Records supplied start

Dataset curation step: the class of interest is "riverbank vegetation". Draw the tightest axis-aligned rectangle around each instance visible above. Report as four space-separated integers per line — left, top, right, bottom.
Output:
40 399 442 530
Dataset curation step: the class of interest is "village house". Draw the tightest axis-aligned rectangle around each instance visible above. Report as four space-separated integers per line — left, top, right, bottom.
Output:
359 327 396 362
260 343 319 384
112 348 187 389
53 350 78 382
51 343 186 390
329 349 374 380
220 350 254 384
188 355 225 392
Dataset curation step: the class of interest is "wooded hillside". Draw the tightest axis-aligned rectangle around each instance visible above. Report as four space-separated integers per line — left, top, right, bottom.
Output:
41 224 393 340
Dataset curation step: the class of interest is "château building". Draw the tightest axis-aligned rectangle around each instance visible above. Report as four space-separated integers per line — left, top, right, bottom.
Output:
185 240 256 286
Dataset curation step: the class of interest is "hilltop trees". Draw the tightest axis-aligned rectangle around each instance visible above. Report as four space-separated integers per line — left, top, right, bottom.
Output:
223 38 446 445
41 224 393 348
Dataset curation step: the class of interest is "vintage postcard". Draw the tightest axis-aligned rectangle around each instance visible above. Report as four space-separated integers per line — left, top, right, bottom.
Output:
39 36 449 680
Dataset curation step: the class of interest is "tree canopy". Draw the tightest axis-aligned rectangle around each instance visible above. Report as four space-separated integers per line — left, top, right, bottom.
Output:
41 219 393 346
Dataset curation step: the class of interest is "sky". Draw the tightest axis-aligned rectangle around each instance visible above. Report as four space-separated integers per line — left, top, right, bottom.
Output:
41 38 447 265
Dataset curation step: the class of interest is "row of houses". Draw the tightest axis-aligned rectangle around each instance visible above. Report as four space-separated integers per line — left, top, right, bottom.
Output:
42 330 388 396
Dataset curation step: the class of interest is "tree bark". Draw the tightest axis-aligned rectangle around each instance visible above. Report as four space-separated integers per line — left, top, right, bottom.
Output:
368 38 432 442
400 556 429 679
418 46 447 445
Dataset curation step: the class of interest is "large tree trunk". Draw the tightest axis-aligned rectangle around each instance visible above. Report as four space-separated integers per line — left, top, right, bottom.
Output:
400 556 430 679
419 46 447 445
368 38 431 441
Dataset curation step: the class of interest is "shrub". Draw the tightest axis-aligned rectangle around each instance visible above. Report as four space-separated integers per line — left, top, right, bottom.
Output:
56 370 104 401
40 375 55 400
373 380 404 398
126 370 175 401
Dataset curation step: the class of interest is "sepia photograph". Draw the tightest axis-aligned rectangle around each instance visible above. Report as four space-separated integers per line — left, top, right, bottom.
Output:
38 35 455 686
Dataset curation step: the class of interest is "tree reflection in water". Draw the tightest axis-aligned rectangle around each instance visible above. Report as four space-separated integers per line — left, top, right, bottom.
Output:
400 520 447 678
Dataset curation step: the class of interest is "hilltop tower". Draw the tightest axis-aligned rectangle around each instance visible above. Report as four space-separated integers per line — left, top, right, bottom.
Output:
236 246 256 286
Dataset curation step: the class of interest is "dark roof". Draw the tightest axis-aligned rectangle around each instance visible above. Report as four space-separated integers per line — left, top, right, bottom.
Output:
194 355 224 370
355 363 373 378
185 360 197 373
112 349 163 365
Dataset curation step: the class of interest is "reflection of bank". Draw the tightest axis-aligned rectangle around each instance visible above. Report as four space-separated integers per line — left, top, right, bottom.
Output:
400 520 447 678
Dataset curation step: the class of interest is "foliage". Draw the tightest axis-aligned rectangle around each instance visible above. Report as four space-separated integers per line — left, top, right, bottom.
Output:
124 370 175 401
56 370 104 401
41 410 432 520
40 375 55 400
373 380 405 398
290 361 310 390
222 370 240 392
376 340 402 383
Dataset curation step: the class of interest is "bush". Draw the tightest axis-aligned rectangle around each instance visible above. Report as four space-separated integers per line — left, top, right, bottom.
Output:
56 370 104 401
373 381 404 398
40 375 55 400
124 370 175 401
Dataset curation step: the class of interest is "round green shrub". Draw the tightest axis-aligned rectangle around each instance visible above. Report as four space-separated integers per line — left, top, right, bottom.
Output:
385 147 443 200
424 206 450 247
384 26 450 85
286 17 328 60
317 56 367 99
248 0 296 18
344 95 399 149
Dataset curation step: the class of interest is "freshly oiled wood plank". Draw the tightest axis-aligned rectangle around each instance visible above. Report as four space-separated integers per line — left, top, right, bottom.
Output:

Records supplied end

Task statement>
Repeat the listing word for word, starting with its first line and going on through the line that contains "39 36 449 680". Include both of those lines.

The reply>
Dataset curation step: the class of interest is "riverbank vegetation". Draw the tightest axis-aligned rectangle around each instance visible above. Report as four space-separated integers per line — left, top, right, bottom.
Output:
40 399 442 530
Dataset curation step: the class of interest is "village house". Draw the tightest axis-aligned rectangle around each instance visible above. Report as four space-separated integers per line — left, top, right, bottom.
Output:
359 327 396 362
260 343 319 384
112 348 187 389
53 350 78 382
51 343 186 390
329 349 374 380
220 350 254 384
188 355 225 392
Dataset curation step: the class of interest is "wooded hillside". Draw the tightest axis-aligned rectangle around each instance visible above. Report as four space-separated integers per line — left, top, right, bottom.
Output:
41 224 393 340
Dataset curation step: the class of interest is "château building". Draw the tightest axis-aligned rectangle around each instance visible above. Report as four space-separated integers per line — left, top, right, bottom.
Output:
185 240 256 286
Dataset curation step: the class of interest is "hilltop trees". Draw the tightest axis-aligned rectangle around each instance visible above. Report as four space-separated integers per line — left, top, right, bottom.
Output:
223 38 446 445
41 224 393 348
Dataset curation step: the class of interest is "vintage postcard". Draw the tightest axis-aligned rectangle around each instance visible above. Report as four space-separated integers per line — left, top, right, bottom.
Output:
39 36 449 680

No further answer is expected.